**What you are asked to do**
Format the items below as a numbered list with one line per number and no blank lines. Omit the pictures.

**Provided material**
• • •
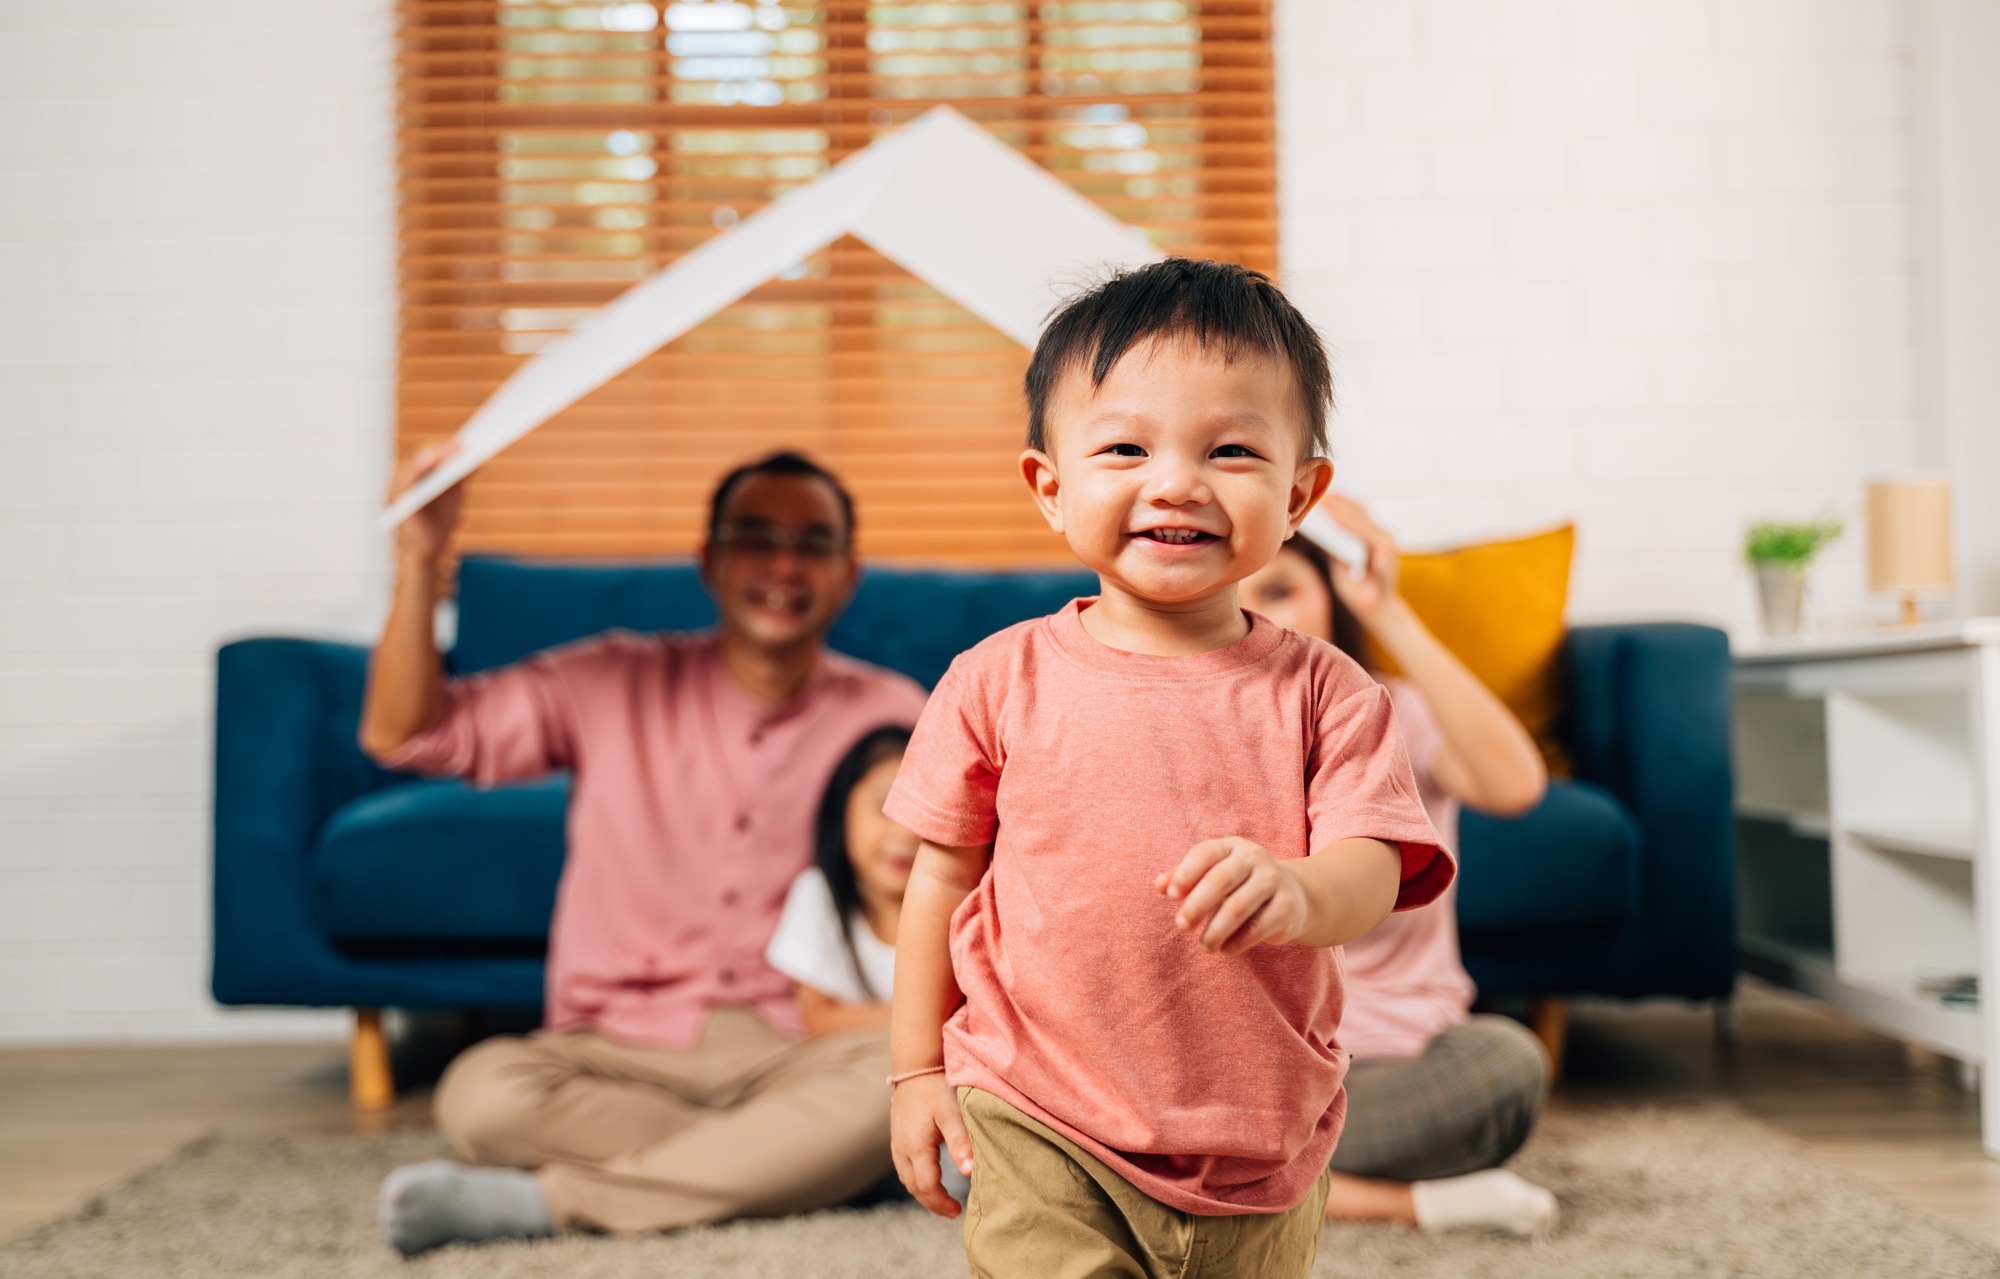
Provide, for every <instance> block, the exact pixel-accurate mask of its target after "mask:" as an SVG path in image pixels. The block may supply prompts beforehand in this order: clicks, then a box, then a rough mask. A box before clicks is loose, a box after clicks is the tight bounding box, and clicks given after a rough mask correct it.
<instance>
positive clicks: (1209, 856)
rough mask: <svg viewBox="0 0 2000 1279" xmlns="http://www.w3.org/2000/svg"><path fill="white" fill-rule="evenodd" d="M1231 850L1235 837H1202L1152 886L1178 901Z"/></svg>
mask: <svg viewBox="0 0 2000 1279" xmlns="http://www.w3.org/2000/svg"><path fill="white" fill-rule="evenodd" d="M1232 851H1236V839H1202V841H1200V843H1196V845H1194V847H1190V849H1188V851H1186V853H1184V855H1182V857H1180V865H1176V867H1174V869H1170V871H1166V873H1164V875H1160V877H1158V879H1156V881H1154V887H1158V889H1160V891H1162V893H1166V895H1168V897H1170V899H1174V901H1178V899H1182V897H1186V895H1188V891H1192V889H1194V885H1196V883H1200V881H1202V875H1206V873H1208V867H1212V865H1214V863H1218V861H1222V859H1224V857H1228V855H1230V853H1232Z"/></svg>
• • •
**Exercise result**
1. Provide, for every <instance> block, the exact pixel-accurate mask of its target after "mask:" as an SVG path in image pixels. The block may supply prompts beforehand in this order: clicks, then a box, then a rough mask. A box before clicks is loose, a box after clicks is the tight bounding box, and clicks given after a rough mask correct it.
2. <instance>
3. positive clicks: (1209, 856)
4. rough mask: <svg viewBox="0 0 2000 1279" xmlns="http://www.w3.org/2000/svg"><path fill="white" fill-rule="evenodd" d="M1231 850L1235 837H1202L1152 886L1178 901Z"/></svg>
5. mask: <svg viewBox="0 0 2000 1279" xmlns="http://www.w3.org/2000/svg"><path fill="white" fill-rule="evenodd" d="M1232 851H1236V839H1202V841H1200V843H1196V845H1194V847H1190V849H1188V851H1186V853H1184V855H1182V857H1180V865H1176V867H1174V869H1170V871H1166V873H1164V875H1160V877H1158V879H1156V881H1154V887H1158V889H1160V891H1162V893H1166V895H1168V897H1170V899H1174V901H1178V899H1182V897H1186V895H1188V891H1192V889H1194V885H1196V883H1200V881H1202V875H1206V873H1208V867H1212V865H1214V863H1218V861H1222V859H1224V857H1228V855H1230V853H1232Z"/></svg>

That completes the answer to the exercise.